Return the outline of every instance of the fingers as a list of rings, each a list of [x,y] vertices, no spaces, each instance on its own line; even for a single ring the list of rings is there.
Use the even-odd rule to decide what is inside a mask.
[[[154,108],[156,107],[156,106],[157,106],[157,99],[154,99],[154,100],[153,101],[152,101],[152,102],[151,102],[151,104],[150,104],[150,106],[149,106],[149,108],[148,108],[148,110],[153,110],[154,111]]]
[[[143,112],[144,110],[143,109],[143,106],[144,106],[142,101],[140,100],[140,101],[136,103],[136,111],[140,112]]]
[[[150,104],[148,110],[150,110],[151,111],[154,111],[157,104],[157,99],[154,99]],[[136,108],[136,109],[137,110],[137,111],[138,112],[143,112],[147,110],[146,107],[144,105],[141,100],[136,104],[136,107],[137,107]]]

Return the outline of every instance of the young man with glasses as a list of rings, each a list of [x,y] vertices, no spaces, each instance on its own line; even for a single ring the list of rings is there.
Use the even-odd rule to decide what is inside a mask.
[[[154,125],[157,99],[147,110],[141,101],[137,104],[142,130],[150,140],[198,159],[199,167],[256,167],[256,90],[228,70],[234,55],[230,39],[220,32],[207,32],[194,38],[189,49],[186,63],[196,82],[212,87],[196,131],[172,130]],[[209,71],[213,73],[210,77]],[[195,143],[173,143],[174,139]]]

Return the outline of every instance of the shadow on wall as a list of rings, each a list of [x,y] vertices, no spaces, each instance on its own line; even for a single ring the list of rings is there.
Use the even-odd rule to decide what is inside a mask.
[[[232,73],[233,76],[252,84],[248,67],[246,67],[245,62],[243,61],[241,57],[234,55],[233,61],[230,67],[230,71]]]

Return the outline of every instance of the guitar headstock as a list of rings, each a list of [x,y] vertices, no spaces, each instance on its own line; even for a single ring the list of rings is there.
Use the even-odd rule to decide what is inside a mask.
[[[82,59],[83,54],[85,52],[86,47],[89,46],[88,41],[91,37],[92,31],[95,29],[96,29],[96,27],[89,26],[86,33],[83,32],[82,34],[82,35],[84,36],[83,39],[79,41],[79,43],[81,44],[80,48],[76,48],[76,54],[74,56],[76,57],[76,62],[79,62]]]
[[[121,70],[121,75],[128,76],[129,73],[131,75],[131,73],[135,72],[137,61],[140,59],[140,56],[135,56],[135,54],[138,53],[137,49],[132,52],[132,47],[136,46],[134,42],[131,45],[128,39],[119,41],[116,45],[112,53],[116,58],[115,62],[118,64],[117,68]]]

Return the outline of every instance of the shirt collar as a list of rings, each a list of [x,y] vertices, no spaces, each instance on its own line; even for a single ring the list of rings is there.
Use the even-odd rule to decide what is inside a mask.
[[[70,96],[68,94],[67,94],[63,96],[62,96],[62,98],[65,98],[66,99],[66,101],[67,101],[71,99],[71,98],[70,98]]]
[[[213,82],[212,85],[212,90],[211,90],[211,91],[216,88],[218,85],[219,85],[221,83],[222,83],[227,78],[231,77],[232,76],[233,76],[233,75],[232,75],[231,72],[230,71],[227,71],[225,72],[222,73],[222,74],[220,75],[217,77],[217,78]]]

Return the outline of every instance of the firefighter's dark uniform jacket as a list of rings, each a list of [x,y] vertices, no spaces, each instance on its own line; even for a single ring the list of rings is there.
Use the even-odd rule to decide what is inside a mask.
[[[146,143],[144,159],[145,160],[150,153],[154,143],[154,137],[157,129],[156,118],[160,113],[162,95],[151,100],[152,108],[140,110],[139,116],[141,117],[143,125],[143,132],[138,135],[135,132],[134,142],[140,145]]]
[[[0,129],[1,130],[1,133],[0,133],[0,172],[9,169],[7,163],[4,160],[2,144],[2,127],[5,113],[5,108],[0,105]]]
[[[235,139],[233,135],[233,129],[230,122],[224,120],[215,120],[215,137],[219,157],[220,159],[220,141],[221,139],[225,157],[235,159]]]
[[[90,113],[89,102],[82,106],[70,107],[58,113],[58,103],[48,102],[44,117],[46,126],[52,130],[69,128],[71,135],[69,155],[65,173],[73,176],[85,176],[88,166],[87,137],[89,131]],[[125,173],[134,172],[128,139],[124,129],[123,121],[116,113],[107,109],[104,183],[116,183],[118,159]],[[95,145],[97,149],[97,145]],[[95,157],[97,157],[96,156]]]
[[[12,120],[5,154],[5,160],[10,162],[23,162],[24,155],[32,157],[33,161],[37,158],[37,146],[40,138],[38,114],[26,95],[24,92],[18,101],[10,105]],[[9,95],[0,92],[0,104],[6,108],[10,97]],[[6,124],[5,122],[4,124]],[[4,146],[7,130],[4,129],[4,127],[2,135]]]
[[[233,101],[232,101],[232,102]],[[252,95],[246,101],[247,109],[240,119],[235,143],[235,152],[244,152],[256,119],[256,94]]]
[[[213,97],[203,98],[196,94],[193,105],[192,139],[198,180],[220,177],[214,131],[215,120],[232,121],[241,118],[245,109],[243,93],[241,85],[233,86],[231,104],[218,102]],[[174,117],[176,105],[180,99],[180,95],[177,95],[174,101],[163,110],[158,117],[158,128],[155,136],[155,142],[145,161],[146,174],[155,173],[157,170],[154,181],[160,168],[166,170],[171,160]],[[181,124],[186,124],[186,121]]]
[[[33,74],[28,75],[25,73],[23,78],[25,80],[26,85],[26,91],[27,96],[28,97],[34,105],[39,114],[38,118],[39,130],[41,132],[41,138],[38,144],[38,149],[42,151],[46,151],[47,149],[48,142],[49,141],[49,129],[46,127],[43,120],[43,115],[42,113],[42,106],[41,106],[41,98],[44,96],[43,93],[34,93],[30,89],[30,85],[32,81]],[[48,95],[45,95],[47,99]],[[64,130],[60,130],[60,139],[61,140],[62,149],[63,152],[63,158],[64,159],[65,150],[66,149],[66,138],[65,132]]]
###
What is required>
How many lines of the records above contain the string "glasses", with case counting? Reply with the number only.

Solution to this exercise>
1